Region labeling items:
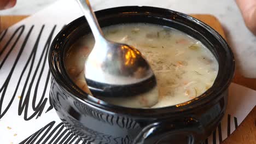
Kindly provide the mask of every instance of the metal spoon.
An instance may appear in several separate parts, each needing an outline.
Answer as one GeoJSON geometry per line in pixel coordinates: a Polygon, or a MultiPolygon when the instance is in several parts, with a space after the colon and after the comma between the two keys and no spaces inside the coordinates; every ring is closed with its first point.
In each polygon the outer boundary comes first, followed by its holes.
{"type": "Polygon", "coordinates": [[[155,105],[158,101],[156,80],[141,53],[132,46],[106,39],[89,1],[77,1],[95,39],[84,70],[92,95],[107,99],[142,97],[143,106],[155,105]]]}

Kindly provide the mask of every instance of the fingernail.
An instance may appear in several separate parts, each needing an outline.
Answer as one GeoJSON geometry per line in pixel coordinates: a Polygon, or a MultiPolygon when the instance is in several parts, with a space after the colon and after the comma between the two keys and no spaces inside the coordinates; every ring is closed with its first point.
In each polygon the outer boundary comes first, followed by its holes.
{"type": "Polygon", "coordinates": [[[4,7],[4,9],[9,9],[11,8],[16,4],[16,0],[10,0],[9,1],[8,3],[4,7]]]}

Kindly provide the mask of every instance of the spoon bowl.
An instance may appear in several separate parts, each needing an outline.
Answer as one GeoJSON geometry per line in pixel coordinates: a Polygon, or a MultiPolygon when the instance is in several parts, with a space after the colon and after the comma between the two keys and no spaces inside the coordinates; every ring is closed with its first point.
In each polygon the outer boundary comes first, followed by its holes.
{"type": "Polygon", "coordinates": [[[103,99],[141,97],[147,100],[142,106],[156,104],[158,101],[156,80],[142,53],[132,46],[106,39],[89,1],[77,2],[95,39],[84,70],[91,94],[103,99]]]}

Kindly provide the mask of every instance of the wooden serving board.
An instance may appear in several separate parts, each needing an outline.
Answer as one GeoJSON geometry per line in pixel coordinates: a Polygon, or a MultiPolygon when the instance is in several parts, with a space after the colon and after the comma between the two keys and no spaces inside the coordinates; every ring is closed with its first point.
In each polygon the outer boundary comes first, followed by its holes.
{"type": "MultiPolygon", "coordinates": [[[[224,31],[216,17],[211,15],[205,14],[191,15],[211,26],[226,39],[224,31]]],[[[28,16],[0,16],[0,32],[27,17],[28,16]]],[[[256,79],[245,78],[237,71],[233,82],[256,90],[256,79]]],[[[256,107],[254,107],[243,122],[223,143],[256,144],[256,107]]]]}

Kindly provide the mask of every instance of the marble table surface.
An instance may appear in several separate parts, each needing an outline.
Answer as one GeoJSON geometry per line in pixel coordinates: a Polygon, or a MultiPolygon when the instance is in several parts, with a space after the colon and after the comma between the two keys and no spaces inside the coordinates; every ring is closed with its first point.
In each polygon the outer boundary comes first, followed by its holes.
{"type": "MultiPolygon", "coordinates": [[[[71,0],[72,1],[72,0],[71,0]]],[[[18,0],[14,8],[0,15],[31,15],[54,0],[18,0]]],[[[187,14],[210,14],[224,28],[228,42],[235,53],[237,68],[245,76],[256,78],[256,37],[246,28],[235,0],[94,0],[94,10],[124,5],[148,5],[168,8],[187,14]]]]}

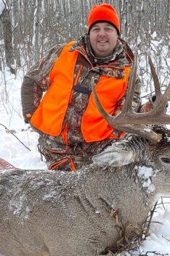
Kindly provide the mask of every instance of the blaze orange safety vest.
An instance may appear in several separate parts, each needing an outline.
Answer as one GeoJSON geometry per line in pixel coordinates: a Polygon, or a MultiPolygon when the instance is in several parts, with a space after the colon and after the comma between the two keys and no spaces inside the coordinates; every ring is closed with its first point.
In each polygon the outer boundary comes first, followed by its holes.
{"type": "MultiPolygon", "coordinates": [[[[73,85],[73,75],[78,50],[69,52],[74,42],[62,50],[51,72],[51,86],[43,97],[39,107],[31,117],[31,124],[41,131],[57,136],[62,132],[62,123],[69,104],[73,85]]],[[[121,79],[101,76],[95,86],[99,99],[105,109],[110,115],[116,103],[126,92],[130,67],[125,67],[121,79]]],[[[81,133],[86,142],[97,141],[112,136],[112,128],[96,107],[91,93],[89,104],[81,120],[81,133]]]]}

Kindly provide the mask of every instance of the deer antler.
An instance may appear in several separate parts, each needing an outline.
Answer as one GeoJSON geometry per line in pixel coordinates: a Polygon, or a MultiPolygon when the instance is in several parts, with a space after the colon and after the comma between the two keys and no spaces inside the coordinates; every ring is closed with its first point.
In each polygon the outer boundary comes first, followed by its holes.
{"type": "Polygon", "coordinates": [[[124,106],[120,114],[113,117],[107,113],[102,106],[94,90],[94,79],[92,79],[92,88],[94,98],[98,110],[110,125],[116,129],[132,133],[142,136],[153,143],[157,143],[162,138],[161,134],[153,132],[151,128],[143,125],[147,124],[170,124],[170,116],[165,113],[166,106],[170,99],[170,84],[164,94],[162,94],[160,83],[155,68],[149,57],[149,63],[151,73],[154,79],[156,100],[152,110],[147,113],[136,113],[132,109],[132,101],[134,91],[136,74],[137,74],[137,54],[135,53],[126,97],[124,106]]]}

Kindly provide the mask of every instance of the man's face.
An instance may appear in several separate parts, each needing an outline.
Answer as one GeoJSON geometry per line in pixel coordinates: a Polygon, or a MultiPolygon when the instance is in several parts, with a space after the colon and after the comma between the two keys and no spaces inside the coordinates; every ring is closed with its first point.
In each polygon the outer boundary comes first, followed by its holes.
{"type": "Polygon", "coordinates": [[[112,55],[117,44],[118,33],[111,24],[97,23],[89,32],[90,44],[97,57],[103,58],[112,55]]]}

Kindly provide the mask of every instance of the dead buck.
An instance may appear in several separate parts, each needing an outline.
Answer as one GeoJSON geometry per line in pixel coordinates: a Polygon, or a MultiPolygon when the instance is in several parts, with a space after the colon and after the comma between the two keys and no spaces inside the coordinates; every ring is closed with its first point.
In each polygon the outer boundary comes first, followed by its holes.
{"type": "MultiPolygon", "coordinates": [[[[108,160],[102,155],[100,162],[110,166],[92,163],[76,173],[9,166],[7,171],[1,171],[0,254],[107,255],[108,247],[124,242],[118,229],[127,231],[126,239],[131,239],[158,195],[170,193],[169,131],[158,126],[153,131],[145,125],[170,123],[170,117],[164,113],[170,87],[161,95],[155,71],[152,72],[157,94],[150,113],[131,110],[135,71],[122,113],[115,118],[100,106],[110,125],[139,135],[129,135],[114,144],[114,150],[105,152],[108,160]],[[147,177],[146,170],[150,171],[147,177]],[[129,227],[131,231],[126,230],[129,227]]],[[[100,162],[100,158],[94,160],[100,162]]]]}

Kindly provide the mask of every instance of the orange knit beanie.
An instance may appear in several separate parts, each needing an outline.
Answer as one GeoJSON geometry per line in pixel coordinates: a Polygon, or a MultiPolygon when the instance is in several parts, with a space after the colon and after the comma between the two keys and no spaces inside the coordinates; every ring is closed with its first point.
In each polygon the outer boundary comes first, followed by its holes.
{"type": "Polygon", "coordinates": [[[102,4],[100,5],[94,5],[89,12],[87,19],[88,34],[92,26],[97,22],[107,22],[111,23],[116,28],[118,35],[120,35],[121,25],[118,15],[110,4],[102,4]]]}

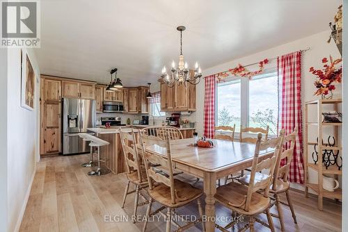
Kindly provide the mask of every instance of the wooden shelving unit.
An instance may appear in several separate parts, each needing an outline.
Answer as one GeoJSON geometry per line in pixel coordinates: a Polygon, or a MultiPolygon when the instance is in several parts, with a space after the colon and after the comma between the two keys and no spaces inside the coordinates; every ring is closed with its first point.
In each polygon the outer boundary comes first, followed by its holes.
{"type": "MultiPolygon", "coordinates": [[[[329,166],[327,169],[322,163],[322,151],[325,149],[340,150],[342,151],[342,146],[340,144],[341,140],[338,139],[338,129],[342,126],[342,123],[325,123],[322,122],[323,117],[322,106],[325,104],[333,105],[333,110],[338,110],[338,106],[342,103],[342,99],[318,99],[306,103],[306,122],[305,122],[305,195],[306,197],[308,197],[308,188],[312,189],[318,194],[318,209],[323,210],[323,197],[333,198],[336,199],[342,199],[342,189],[338,188],[333,192],[327,191],[323,188],[323,174],[333,174],[335,179],[338,179],[339,175],[342,175],[342,169],[338,170],[336,166],[329,166]],[[317,122],[308,122],[308,112],[315,112],[314,110],[308,111],[308,106],[317,106],[317,122]],[[317,127],[317,138],[318,144],[317,146],[317,151],[318,151],[318,161],[317,164],[308,162],[308,149],[310,146],[317,144],[317,142],[308,142],[308,126],[315,126],[317,127]],[[329,147],[327,144],[322,144],[323,139],[323,129],[329,127],[333,126],[333,133],[336,141],[335,147],[329,147]],[[310,168],[317,172],[318,174],[318,183],[308,183],[308,168],[310,168]]],[[[312,138],[313,139],[313,138],[312,138]]]]}

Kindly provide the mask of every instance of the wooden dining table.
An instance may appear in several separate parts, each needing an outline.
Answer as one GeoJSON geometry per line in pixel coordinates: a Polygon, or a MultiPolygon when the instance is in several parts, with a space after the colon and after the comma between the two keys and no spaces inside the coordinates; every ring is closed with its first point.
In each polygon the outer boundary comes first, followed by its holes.
{"type": "MultiPolygon", "coordinates": [[[[239,142],[212,140],[214,147],[197,147],[193,138],[171,141],[174,167],[203,180],[205,194],[205,229],[214,231],[216,180],[252,166],[255,144],[239,142]]],[[[166,149],[158,145],[145,147],[147,152],[166,156],[166,149]]],[[[260,151],[259,160],[272,156],[274,150],[260,151]]]]}

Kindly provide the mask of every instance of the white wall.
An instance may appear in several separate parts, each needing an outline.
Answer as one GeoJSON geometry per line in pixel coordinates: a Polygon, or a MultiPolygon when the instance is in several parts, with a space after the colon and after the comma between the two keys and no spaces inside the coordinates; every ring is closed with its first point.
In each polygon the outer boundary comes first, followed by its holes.
{"type": "MultiPolygon", "coordinates": [[[[242,57],[230,62],[209,68],[203,69],[203,76],[209,76],[213,74],[219,73],[220,72],[228,70],[230,68],[236,67],[238,63],[246,65],[248,64],[252,64],[258,63],[264,58],[272,58],[278,56],[281,56],[290,52],[298,51],[300,49],[306,49],[308,47],[310,47],[310,50],[306,51],[303,54],[302,56],[302,104],[304,106],[304,102],[318,99],[319,97],[313,96],[313,92],[315,92],[315,87],[313,83],[315,81],[315,76],[308,72],[310,67],[314,67],[317,68],[322,67],[322,59],[324,57],[328,57],[329,55],[332,55],[334,58],[340,58],[340,53],[333,43],[328,44],[326,42],[329,39],[330,32],[323,31],[322,33],[313,35],[309,37],[301,38],[280,46],[276,47],[274,48],[262,51],[257,53],[254,53],[250,56],[242,57]]],[[[214,56],[214,55],[212,55],[214,56]]],[[[250,67],[251,69],[252,67],[250,67]]],[[[337,89],[333,92],[334,97],[339,98],[341,96],[341,85],[336,85],[337,89]]],[[[194,115],[196,119],[193,119],[196,123],[197,131],[198,135],[203,135],[203,110],[204,110],[204,80],[201,81],[197,85],[197,94],[196,94],[196,108],[197,111],[194,115]]],[[[330,108],[327,108],[329,110],[330,108]]],[[[304,108],[303,108],[303,121],[306,115],[304,115],[304,108]]],[[[315,113],[313,113],[312,118],[315,119],[315,113]]],[[[314,121],[313,119],[313,121],[314,121]]],[[[304,130],[304,127],[303,127],[304,130]]],[[[331,131],[327,131],[328,134],[331,133],[331,131]]],[[[315,129],[313,129],[309,131],[310,137],[312,137],[313,140],[315,139],[314,135],[315,133],[315,129]]],[[[310,152],[310,154],[312,153],[310,152]]],[[[314,171],[310,171],[309,174],[309,180],[311,183],[315,183],[317,181],[316,172],[314,171]]],[[[295,187],[295,186],[294,186],[295,187]]],[[[296,186],[298,188],[301,188],[301,186],[296,186]]]]}
{"type": "Polygon", "coordinates": [[[0,49],[0,231],[7,231],[7,49],[0,49]]]}
{"type": "Polygon", "coordinates": [[[40,70],[32,49],[28,56],[38,77],[34,110],[21,107],[20,49],[8,49],[8,231],[19,228],[26,205],[35,162],[39,158],[40,70]]]}

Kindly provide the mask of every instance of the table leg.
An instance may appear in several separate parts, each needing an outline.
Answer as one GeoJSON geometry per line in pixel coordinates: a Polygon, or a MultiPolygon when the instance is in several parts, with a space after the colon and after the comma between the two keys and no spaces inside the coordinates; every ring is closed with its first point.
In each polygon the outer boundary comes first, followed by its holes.
{"type": "Polygon", "coordinates": [[[215,231],[215,199],[214,195],[216,192],[216,174],[212,172],[204,173],[204,193],[205,194],[205,231],[215,231]]]}

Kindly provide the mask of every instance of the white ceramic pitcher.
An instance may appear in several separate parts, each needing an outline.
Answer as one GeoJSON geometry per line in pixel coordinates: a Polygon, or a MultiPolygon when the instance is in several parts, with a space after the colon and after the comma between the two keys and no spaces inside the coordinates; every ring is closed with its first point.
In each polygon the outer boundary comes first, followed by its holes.
{"type": "Polygon", "coordinates": [[[323,188],[330,192],[333,192],[340,187],[340,183],[333,177],[323,175],[323,188]]]}

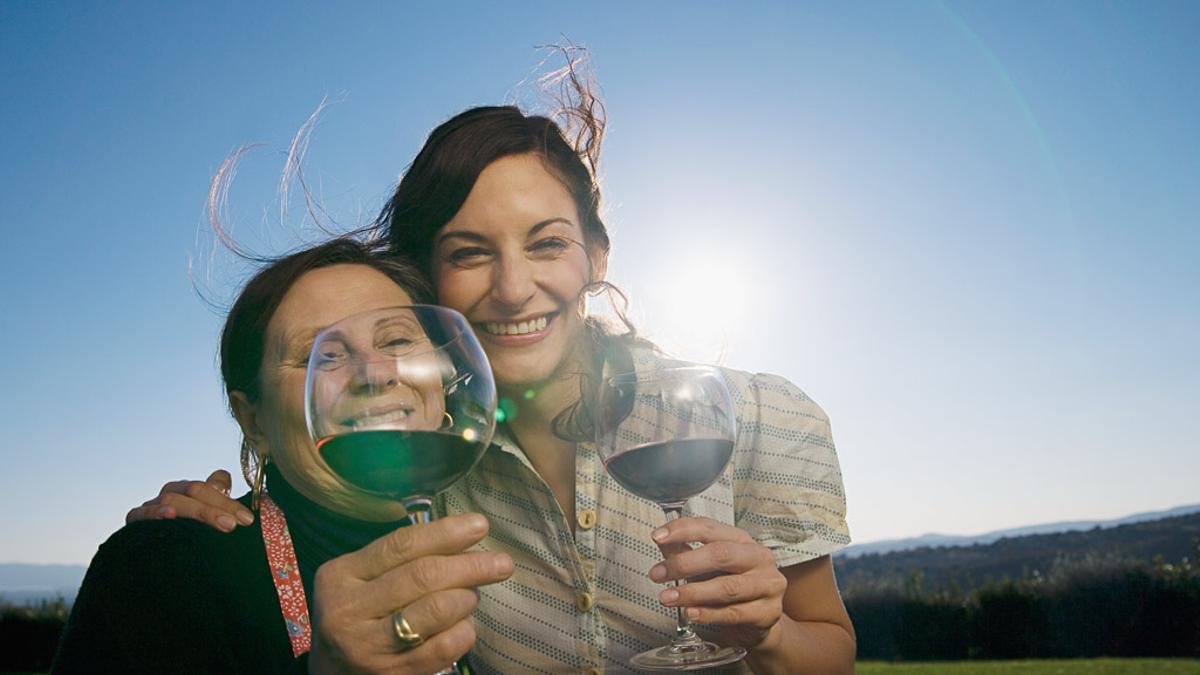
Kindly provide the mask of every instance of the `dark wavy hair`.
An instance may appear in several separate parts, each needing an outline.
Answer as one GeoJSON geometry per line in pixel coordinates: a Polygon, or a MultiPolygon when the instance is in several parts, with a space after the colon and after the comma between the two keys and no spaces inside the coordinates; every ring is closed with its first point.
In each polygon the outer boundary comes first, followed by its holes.
{"type": "Polygon", "coordinates": [[[414,261],[432,276],[433,237],[462,208],[479,174],[499,159],[524,154],[541,157],[546,169],[566,187],[578,210],[586,243],[608,252],[596,180],[604,104],[595,94],[582,48],[556,50],[566,65],[541,78],[544,89],[558,103],[551,117],[526,114],[515,106],[485,106],[458,113],[430,133],[376,219],[376,228],[392,253],[414,261]]]}
{"type": "MultiPolygon", "coordinates": [[[[558,104],[548,117],[514,106],[467,109],[434,129],[374,222],[376,235],[432,277],[434,235],[467,201],[479,174],[492,162],[534,154],[575,201],[589,252],[607,253],[608,229],[600,217],[598,168],[605,131],[604,104],[595,92],[582,48],[556,47],[566,65],[542,76],[544,91],[558,104]]],[[[580,374],[580,399],[554,418],[554,432],[581,441],[594,435],[594,401],[605,362],[629,362],[632,345],[654,347],[636,336],[624,315],[625,297],[599,281],[583,294],[610,293],[623,325],[587,322],[592,360],[580,374]]],[[[580,298],[583,301],[583,298],[580,298]]],[[[582,306],[582,305],[581,305],[582,306]]]]}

_Brief_
Tally the lines of the rows above that contain the string "orange", treating case as significant. Give only the number.

_In response_
2